▶ [Instrução dada 1]: Filtre os registros abaixo e copie cada linha que contenha a palavra "blue", respeitando a distinção entre maiúsculas e minúsculas.

Há uns anos eu tinha um certa implicância com Yamandu. Eu achava que o menino virtuose estava além de uma economia no toque e ficava sempre comparando-o (injustamente) a outros violonistas, como, por exemplo, Raphael Rabello e Baden. E, nessa comparação, notava, ou melhor, não notava um elemento nele, de brilho, pelo qual me parecia que às vezes passava batido, o Yamandu.
Lembro que na última vez que Paco de Lucia andou em Porto Alegre coincidiu com uma apresentação de Yamandu e deram um jeito de que o andaluz fosse observar o prodigioso guri de Passo Fundo. Isso foi em 2013, um ano antes de sua morte e Paco foi pessoalmente aos camarins para cumprimentar Yamandu. Teria dito lá, de acordo com registros, que estava diante de “algo completamente diferente, original”.
Era Paco de Lucia elogiando e eu, Lucio Carvalho, com as minhas ressalvas sem pé nem cabimento. Pois é. De vez em quando, não adianta que mesmo uma autoridade incontestável edite uma lei, se a lei não cala.. Ora, Paco de Lucia..

▶ [Instrução dada 2]:
Responda às perguntas a seguir com base no texto sobre Yamandu.
(a) Com quais violonistas Yamandu era comparado no primeiro parágrafo?
(b) Em que ano Paco de Lucia foi assistir à apresentação de Yamandu em Porto Alegre?
(c) De que cidade é o "prodigioso guri" mencionado no texto?

▶ [Linhas dos registros]:
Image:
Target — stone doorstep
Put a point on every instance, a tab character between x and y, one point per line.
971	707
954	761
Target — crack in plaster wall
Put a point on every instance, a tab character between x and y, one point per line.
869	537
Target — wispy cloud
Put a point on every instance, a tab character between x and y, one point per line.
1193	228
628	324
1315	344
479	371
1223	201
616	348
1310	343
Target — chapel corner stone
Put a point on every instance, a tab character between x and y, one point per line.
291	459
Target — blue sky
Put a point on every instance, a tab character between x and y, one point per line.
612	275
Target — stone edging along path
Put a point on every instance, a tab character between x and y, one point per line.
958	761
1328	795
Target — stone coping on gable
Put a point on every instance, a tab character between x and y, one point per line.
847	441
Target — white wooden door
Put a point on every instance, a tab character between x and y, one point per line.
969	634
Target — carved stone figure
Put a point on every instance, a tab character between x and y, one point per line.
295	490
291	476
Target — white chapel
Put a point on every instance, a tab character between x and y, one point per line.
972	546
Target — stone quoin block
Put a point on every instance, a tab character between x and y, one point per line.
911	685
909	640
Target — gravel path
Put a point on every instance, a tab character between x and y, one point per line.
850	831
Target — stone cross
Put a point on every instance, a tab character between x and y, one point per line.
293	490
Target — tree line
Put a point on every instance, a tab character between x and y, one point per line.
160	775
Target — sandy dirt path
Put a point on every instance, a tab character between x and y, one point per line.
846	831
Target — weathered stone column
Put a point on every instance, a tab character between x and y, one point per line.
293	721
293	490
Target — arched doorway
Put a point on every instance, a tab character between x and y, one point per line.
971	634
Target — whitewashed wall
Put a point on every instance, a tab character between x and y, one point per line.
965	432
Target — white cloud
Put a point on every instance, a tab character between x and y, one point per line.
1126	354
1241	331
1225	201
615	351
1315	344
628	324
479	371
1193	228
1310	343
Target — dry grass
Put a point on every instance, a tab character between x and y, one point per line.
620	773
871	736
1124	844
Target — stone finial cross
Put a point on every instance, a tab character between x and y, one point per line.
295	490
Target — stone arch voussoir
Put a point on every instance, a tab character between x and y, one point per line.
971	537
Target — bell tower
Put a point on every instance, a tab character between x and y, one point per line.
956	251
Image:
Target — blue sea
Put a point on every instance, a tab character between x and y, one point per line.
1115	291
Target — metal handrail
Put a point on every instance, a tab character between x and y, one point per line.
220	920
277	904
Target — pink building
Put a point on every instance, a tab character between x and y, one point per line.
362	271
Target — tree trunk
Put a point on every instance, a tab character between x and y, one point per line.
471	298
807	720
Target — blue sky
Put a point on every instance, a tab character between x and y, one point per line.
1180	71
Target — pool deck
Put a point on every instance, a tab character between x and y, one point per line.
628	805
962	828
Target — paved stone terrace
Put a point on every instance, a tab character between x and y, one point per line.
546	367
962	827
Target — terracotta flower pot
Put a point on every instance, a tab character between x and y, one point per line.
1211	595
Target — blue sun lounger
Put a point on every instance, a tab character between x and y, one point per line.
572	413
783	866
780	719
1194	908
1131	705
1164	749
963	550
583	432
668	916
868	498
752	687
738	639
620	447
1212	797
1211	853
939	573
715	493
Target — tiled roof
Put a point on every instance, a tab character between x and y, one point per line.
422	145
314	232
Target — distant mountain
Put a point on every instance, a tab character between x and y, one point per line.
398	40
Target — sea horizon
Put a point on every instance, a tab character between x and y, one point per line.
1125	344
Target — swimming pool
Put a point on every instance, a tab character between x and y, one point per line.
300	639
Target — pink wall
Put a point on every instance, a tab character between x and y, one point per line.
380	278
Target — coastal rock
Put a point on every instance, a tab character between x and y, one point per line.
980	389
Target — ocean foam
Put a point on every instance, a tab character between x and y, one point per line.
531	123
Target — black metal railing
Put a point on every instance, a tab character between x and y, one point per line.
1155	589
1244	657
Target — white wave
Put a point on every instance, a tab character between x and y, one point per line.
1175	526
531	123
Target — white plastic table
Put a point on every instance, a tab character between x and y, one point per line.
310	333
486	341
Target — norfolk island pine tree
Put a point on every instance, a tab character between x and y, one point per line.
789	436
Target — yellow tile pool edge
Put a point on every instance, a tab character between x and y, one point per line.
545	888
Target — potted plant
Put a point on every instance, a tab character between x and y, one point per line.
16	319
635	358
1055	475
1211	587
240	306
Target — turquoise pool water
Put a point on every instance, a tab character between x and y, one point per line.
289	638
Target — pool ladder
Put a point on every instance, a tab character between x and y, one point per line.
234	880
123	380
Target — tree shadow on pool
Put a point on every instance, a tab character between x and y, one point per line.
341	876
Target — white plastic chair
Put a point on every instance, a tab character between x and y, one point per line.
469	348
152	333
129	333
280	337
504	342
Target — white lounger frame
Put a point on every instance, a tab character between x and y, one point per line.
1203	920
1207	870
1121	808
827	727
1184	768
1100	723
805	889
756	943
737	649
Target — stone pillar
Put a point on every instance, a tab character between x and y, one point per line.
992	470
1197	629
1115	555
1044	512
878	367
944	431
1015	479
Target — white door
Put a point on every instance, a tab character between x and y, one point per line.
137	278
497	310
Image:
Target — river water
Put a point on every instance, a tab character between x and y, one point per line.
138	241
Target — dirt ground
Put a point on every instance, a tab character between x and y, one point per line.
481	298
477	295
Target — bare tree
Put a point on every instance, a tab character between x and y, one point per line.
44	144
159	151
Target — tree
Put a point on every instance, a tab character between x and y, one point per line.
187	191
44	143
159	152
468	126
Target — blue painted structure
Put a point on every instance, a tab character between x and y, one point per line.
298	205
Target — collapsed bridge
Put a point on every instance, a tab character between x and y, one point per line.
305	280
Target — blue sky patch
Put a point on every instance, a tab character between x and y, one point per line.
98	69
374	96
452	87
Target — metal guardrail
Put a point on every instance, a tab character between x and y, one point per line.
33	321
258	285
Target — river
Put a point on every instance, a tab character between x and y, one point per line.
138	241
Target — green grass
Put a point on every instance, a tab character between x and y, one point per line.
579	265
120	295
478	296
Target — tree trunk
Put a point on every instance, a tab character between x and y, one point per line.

▶ [Resposta correta 1]:
Target — blue sky
Target — blue sea
Target — blue sky
Target — blue sun lounger
Target — blue painted structure
Target — blue sky patch

▶ [Resposta correta 2]:
(a) Raphael Rabello e Baden.
(b) Em 2013.
(c) De Passo Fundo.